某音短视频
SQL1 各个视频的平均完播率
先理解题目意思:有播放记录的视频的id号和其完播率。条件是:2021年和根据其完播率降序排序。
拆解复杂指标:这里需要拆解的是完播率这个指标
注意:记得加上题目的限制条件
SELECT a.video_id ,
round(sum(if(end_time - start_time >= duration, 1, 0))/count(start_time ),3) as avg_comp_play_rate
FROM tb_user_video_log a
LEFT JOIN tb_video_info b
on a.video_id = b. video_id
WHERE year(start_time) = 2021
GROUP BY a.video_id
ORDER BY avg_comp_play_rate DESC;
SQL2 平均播放进度大于60%的视频类别
平均播放进度大于60%的视频类别
明确题意:
计算各类视频的平均播放进度,将进度大于60%的类别输出
问题分解:
关联用户-视频互动记录和短视频信息表:JOIN tb_video_info USING(video_id);
按视频类别分组:GROUP BY tag
计算每个类别的平均播放进度:
播放进度=播放时长÷视频时长*100%
播放时长=TIMESTAMPDIFF(SECOND, start_time, end_time);特殊情况:播放时长大于视频时长时,播放进度为100%(加个IF判断)

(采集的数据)
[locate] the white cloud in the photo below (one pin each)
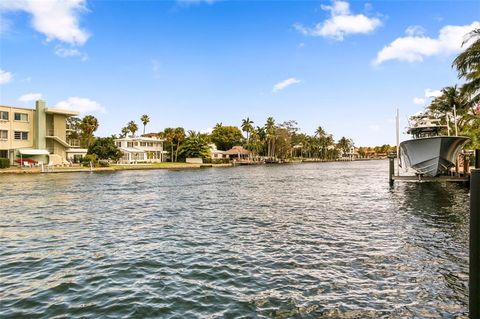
(190, 2)
(69, 52)
(5, 77)
(419, 101)
(284, 84)
(341, 23)
(415, 30)
(414, 47)
(82, 105)
(428, 94)
(432, 93)
(29, 97)
(56, 19)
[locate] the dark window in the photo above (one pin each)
(21, 135)
(21, 117)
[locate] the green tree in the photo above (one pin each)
(105, 149)
(195, 145)
(225, 137)
(247, 127)
(270, 129)
(87, 126)
(145, 120)
(345, 144)
(132, 127)
(467, 64)
(124, 132)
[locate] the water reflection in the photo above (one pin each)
(328, 240)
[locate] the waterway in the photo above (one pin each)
(317, 240)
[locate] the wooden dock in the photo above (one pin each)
(439, 179)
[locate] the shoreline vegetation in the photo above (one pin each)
(149, 166)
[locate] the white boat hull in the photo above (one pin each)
(431, 156)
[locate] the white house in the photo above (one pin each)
(217, 154)
(140, 149)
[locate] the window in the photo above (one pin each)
(21, 135)
(21, 117)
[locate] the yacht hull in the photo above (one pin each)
(431, 156)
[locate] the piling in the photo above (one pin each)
(474, 277)
(477, 158)
(391, 170)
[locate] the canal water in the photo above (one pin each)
(317, 240)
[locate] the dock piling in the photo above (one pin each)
(474, 271)
(391, 170)
(477, 158)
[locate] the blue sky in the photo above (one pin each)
(345, 66)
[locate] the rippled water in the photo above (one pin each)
(326, 240)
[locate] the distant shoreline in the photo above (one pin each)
(127, 167)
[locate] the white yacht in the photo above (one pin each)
(430, 153)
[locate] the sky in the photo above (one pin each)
(343, 65)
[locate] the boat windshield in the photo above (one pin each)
(424, 127)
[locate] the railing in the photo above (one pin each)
(73, 142)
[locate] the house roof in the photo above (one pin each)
(237, 150)
(29, 151)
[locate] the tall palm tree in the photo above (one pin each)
(88, 126)
(132, 127)
(468, 65)
(145, 120)
(270, 130)
(124, 131)
(247, 127)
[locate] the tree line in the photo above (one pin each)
(461, 104)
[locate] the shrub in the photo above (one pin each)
(103, 163)
(4, 162)
(89, 158)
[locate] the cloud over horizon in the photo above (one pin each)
(415, 46)
(56, 19)
(342, 22)
(284, 84)
(30, 97)
(82, 105)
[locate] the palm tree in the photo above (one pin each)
(124, 131)
(247, 127)
(468, 65)
(270, 130)
(132, 127)
(195, 145)
(145, 120)
(88, 125)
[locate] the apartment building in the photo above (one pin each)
(39, 134)
(140, 149)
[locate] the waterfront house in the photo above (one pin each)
(141, 149)
(217, 154)
(39, 135)
(238, 153)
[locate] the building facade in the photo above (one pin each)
(140, 149)
(38, 134)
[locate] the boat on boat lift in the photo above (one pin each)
(429, 153)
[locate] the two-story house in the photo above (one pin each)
(39, 134)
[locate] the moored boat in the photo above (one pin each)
(430, 153)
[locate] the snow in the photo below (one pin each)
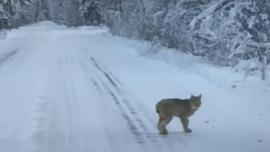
(82, 89)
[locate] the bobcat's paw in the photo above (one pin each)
(164, 132)
(188, 130)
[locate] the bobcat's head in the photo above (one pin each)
(195, 102)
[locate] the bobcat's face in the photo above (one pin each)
(195, 102)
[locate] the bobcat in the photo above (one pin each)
(182, 108)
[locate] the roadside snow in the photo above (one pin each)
(82, 89)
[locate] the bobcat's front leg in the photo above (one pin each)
(163, 125)
(185, 122)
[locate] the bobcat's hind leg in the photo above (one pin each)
(185, 122)
(160, 119)
(163, 125)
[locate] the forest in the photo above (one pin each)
(224, 32)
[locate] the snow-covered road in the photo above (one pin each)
(84, 90)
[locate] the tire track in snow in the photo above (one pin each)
(128, 111)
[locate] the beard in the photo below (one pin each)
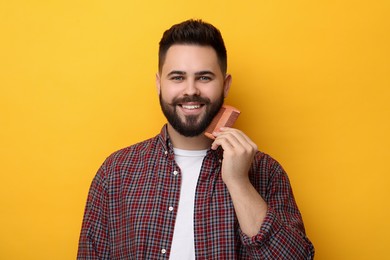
(191, 125)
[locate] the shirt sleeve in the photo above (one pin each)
(282, 234)
(94, 237)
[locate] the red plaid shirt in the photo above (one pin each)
(133, 199)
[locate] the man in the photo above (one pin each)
(181, 195)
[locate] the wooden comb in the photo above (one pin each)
(226, 117)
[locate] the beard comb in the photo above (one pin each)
(225, 117)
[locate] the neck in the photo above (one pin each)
(199, 142)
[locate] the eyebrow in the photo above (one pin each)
(199, 73)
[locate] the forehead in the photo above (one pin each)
(190, 58)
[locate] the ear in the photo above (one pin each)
(226, 85)
(158, 83)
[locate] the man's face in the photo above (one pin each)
(191, 88)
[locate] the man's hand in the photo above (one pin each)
(238, 155)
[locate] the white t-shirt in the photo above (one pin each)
(190, 163)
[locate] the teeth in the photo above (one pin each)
(191, 106)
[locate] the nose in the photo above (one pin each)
(191, 88)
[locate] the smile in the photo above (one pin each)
(190, 107)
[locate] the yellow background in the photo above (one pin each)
(310, 77)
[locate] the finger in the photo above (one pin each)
(240, 136)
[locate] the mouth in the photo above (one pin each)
(191, 108)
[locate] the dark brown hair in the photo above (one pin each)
(193, 32)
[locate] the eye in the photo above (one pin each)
(205, 78)
(177, 78)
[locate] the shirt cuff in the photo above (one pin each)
(271, 226)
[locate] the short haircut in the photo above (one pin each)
(193, 32)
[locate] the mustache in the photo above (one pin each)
(187, 99)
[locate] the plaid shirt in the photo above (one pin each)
(133, 199)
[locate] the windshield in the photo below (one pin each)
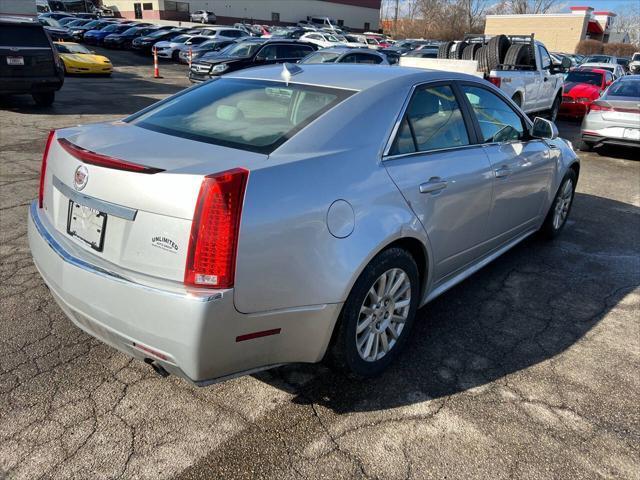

练习题目:
判断下面三条陈述是否与上方摘录相符。每条回答“是”或“否”,并原样引用摘录中起决定作用的文字。
1. SQL1 的查询按 video_id 分组。
2. SQL1 的结果按完播率从低到高排列。
3. SQL2 中,播放时长大于视频时长时,播放进度按 100% 计。

完成答案:
1. 是。“GROUP BY a.video_id”
2. 否。“ORDER BY avg_comp_play_rate DESC”
3. 是。“特殊情况:播放时长大于视频时长时,播放进度为100%”